:: What is expected ::
Print the entries exactly, starting at the first line and ending at the line that contains "0,0,1344,322", with both of those lines included.
-- START --
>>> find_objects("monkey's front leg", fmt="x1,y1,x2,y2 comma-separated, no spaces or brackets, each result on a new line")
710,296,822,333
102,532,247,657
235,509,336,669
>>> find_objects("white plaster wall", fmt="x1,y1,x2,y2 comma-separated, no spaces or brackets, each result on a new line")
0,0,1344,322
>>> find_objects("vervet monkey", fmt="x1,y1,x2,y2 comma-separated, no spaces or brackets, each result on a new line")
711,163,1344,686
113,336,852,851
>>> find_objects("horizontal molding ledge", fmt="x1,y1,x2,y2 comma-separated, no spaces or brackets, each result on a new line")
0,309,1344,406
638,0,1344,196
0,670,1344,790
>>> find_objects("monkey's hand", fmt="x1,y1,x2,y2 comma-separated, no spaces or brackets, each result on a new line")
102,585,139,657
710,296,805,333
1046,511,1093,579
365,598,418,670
-- END --
:: Task solution ::
>>> find_objects("monkey's front leg", fmt="x1,y1,x2,y2 comma-separated, no spaces or brackets, each result on a new line")
710,296,822,333
102,532,247,657
235,509,336,669
>>> find_objects("white plaster wall", fmt="x1,y1,x2,y2 comma-separated, no spaces or brackets, each result on a new line")
0,0,1344,322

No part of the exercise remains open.